Your response should consist solely of the lines from the one containing "point per instance: snow-covered foreground" through the final line of the entries, repeated exactly.

++++++++

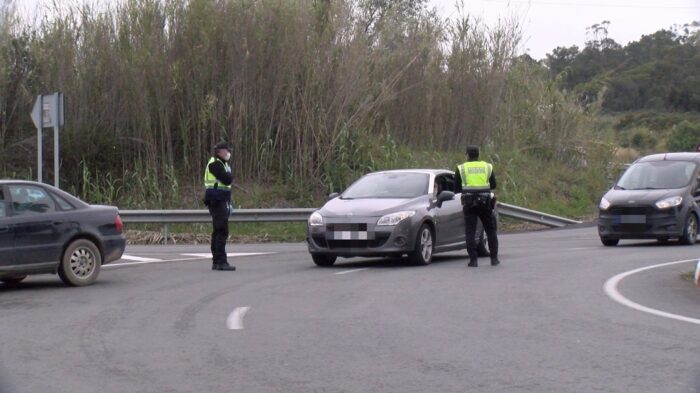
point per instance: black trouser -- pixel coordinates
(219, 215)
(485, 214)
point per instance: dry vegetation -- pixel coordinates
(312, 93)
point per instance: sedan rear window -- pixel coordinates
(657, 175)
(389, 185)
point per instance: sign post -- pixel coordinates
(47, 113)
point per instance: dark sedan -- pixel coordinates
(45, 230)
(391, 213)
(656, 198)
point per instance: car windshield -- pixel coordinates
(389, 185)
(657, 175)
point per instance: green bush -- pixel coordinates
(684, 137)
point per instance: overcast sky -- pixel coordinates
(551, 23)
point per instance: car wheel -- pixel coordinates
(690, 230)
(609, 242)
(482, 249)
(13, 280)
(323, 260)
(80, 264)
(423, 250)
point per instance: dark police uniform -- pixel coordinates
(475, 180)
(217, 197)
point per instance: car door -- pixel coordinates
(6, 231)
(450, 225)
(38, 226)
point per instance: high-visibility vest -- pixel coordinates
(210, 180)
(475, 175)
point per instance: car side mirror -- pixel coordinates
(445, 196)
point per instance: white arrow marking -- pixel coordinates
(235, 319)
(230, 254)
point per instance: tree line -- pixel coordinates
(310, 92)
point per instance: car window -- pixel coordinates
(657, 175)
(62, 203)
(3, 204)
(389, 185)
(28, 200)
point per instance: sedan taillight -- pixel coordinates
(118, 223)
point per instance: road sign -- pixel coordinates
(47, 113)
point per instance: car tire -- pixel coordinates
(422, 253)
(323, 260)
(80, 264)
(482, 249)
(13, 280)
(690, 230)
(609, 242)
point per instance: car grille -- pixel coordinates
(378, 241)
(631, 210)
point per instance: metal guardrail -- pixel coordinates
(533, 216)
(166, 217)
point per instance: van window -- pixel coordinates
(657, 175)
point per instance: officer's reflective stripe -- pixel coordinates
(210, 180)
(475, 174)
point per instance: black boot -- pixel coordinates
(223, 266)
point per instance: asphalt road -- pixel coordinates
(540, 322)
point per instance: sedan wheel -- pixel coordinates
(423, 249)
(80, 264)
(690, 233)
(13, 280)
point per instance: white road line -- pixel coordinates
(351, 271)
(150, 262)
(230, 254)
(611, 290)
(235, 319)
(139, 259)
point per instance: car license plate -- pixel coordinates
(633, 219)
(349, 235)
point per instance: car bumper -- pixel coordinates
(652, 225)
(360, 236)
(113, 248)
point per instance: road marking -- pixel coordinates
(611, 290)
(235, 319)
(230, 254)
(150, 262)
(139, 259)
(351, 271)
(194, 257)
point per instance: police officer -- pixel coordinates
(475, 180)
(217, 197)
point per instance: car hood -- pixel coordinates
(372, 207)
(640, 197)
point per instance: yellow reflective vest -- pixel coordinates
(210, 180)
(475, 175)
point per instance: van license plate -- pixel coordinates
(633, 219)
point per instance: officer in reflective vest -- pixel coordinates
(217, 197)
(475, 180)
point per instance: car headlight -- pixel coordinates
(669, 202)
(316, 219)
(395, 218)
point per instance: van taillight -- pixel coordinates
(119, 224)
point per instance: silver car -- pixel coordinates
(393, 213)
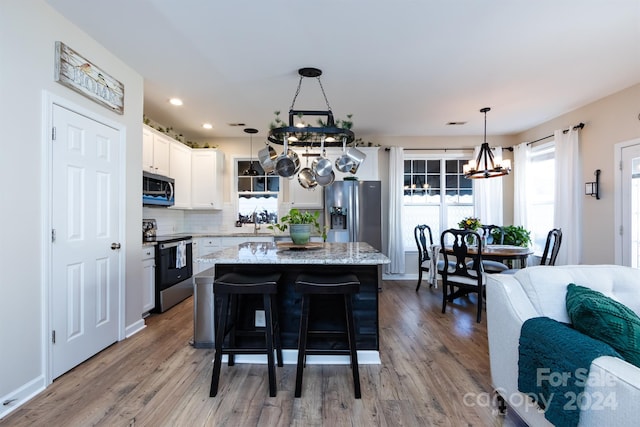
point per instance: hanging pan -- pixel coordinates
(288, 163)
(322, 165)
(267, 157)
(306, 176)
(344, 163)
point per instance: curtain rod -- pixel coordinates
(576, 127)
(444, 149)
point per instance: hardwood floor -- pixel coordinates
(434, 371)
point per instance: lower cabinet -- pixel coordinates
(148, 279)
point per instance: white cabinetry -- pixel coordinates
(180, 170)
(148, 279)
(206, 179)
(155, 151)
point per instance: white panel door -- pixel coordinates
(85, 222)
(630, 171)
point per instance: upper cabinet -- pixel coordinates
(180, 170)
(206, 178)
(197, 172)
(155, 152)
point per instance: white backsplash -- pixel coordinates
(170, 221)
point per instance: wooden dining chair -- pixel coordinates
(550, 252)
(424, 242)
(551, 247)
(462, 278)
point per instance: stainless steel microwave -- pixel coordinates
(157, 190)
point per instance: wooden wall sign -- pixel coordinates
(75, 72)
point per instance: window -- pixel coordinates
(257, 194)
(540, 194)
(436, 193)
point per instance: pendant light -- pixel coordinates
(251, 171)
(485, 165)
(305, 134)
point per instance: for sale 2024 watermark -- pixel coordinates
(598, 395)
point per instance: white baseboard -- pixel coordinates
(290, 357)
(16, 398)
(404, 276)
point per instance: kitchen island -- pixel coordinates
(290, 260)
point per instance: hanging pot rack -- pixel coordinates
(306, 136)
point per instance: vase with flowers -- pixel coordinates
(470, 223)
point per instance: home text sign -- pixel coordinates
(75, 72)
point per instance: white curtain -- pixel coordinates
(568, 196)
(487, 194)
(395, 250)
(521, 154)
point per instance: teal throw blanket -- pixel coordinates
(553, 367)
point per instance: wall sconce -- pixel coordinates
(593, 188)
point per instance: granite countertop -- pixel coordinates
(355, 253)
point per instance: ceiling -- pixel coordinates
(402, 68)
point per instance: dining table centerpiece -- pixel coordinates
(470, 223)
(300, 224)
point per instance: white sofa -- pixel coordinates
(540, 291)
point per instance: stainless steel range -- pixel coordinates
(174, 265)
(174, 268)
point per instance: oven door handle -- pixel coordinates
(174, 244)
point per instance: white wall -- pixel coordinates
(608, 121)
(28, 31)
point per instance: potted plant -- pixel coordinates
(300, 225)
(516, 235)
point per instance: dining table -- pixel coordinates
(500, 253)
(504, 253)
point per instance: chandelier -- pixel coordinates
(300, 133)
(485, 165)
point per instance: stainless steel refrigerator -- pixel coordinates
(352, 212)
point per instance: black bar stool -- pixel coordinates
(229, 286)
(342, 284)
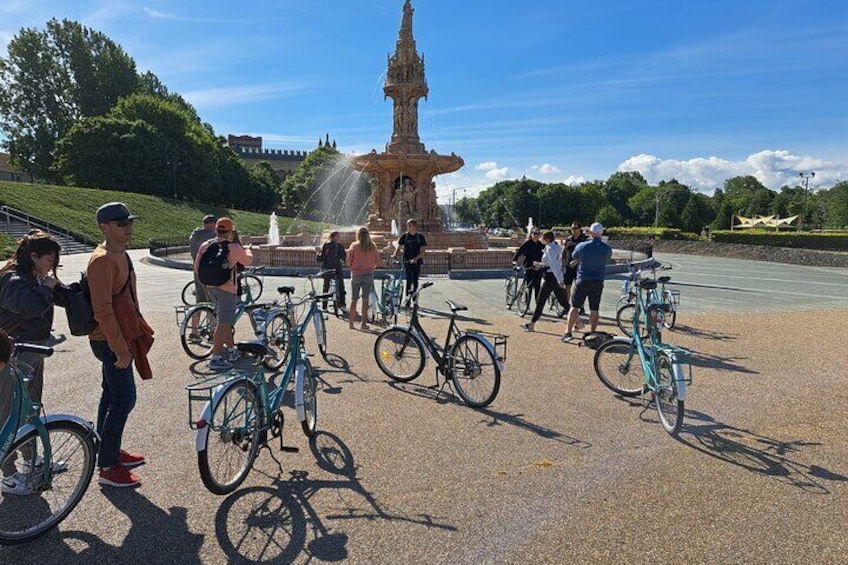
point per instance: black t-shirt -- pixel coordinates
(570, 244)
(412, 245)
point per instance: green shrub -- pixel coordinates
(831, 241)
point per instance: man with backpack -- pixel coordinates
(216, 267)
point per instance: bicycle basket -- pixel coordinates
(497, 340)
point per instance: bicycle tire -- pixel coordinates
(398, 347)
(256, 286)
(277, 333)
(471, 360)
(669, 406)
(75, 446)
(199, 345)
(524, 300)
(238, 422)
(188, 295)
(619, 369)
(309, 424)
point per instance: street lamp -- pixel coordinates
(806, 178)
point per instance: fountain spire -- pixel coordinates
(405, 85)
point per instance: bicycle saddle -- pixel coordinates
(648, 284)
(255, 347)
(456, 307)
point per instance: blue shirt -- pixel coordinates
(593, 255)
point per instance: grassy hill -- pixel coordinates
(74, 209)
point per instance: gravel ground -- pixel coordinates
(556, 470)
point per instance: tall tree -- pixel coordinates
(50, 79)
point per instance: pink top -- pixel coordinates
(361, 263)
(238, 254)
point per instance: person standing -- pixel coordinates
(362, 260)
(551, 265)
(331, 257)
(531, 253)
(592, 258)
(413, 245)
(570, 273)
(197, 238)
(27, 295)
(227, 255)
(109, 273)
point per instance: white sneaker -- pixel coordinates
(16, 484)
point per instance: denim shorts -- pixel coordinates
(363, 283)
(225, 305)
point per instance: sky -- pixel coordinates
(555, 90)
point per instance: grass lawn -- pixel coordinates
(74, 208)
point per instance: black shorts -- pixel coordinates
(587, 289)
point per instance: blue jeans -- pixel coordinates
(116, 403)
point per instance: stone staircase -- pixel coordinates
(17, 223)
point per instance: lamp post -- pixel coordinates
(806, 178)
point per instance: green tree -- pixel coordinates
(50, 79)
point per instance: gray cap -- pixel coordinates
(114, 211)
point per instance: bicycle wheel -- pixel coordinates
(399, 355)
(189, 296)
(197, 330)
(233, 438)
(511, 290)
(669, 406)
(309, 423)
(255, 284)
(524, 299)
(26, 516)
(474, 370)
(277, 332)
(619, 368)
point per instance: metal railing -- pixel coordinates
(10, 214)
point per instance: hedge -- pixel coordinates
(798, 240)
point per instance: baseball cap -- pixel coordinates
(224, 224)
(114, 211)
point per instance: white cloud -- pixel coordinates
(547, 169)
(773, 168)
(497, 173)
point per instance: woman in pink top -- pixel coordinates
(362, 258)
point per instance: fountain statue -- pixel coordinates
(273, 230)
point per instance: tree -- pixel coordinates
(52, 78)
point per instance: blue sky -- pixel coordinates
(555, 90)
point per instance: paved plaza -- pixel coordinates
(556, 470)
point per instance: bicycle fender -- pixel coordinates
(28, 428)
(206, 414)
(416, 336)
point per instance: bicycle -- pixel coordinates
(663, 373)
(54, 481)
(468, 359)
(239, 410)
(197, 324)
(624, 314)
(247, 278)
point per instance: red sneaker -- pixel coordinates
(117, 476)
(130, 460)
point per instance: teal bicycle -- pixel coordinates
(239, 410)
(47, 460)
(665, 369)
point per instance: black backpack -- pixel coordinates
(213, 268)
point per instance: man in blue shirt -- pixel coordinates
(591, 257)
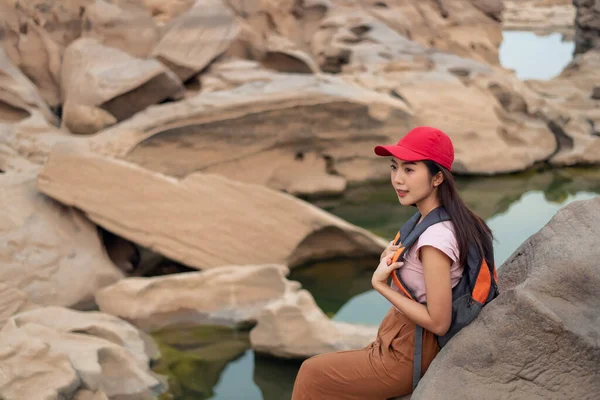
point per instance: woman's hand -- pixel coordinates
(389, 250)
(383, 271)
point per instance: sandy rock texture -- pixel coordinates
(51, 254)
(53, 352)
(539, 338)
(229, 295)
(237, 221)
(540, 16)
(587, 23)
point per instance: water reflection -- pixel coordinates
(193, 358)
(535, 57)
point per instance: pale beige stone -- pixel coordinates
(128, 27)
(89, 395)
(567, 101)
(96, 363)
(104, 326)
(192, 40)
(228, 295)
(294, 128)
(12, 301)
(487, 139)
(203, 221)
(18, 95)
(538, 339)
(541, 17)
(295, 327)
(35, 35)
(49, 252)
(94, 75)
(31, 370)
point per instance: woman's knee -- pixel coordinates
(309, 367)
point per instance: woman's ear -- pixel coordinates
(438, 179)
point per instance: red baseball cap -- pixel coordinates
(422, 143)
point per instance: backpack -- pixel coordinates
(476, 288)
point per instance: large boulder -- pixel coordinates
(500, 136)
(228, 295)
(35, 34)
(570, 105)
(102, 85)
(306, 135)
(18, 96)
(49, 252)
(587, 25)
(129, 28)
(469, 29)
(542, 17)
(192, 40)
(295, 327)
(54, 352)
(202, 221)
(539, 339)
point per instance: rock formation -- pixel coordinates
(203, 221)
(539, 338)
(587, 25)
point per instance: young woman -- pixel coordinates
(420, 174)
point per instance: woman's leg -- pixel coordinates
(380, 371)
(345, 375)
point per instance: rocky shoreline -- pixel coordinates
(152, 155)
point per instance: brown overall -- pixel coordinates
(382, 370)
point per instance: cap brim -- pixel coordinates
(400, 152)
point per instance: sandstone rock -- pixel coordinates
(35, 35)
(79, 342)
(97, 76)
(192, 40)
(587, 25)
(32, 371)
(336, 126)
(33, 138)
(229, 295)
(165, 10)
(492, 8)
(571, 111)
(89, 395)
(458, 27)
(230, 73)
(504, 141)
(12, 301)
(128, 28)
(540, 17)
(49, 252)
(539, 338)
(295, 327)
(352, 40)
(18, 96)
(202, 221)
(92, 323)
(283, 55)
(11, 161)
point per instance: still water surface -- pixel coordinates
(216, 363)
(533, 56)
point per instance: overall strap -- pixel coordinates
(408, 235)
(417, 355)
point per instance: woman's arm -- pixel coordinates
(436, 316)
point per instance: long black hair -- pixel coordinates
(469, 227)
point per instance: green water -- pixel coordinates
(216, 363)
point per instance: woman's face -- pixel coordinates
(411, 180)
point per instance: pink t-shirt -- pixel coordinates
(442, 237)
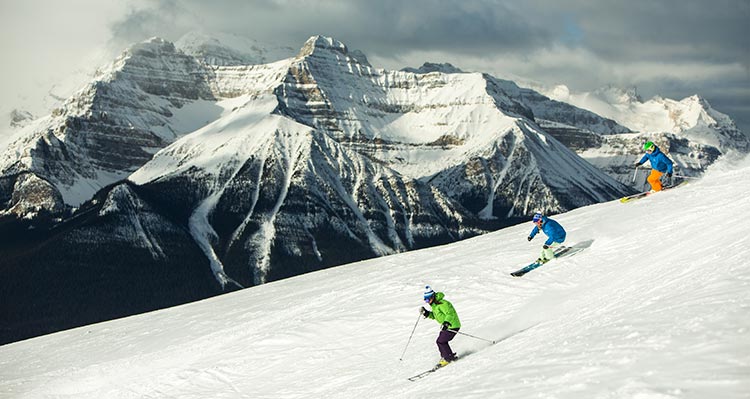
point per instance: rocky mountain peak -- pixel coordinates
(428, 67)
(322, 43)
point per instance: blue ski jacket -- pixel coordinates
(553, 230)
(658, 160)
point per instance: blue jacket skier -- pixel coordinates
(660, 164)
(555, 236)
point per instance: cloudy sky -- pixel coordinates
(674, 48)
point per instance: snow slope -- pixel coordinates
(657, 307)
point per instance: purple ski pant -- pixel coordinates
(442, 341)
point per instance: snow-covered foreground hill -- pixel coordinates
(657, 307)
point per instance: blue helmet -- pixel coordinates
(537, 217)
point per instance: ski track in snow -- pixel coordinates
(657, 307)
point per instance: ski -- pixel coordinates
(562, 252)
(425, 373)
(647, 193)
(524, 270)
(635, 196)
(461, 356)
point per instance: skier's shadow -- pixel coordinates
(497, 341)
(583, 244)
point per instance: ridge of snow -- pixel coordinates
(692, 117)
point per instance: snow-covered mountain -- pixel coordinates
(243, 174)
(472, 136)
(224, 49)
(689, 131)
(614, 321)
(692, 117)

++++++++

■ RESPONSE BOX:
point per instance: snow-covered foreground hill -- pixel coordinates
(657, 307)
point per instance: blue helmet -- pixel coordinates
(537, 217)
point per instance: ski track in snow -- pixel coordinates
(657, 307)
point per instance: ski -- pixel coordinates
(562, 252)
(425, 373)
(647, 193)
(524, 270)
(635, 196)
(461, 356)
point per instance: skier's shadow -- pixel coordinates
(497, 341)
(583, 244)
point per instance: ridge of snow -- pixel coordinates
(692, 117)
point per instance: snow-covered mountain -- pixel coordinates
(243, 174)
(472, 136)
(224, 49)
(689, 131)
(614, 321)
(692, 117)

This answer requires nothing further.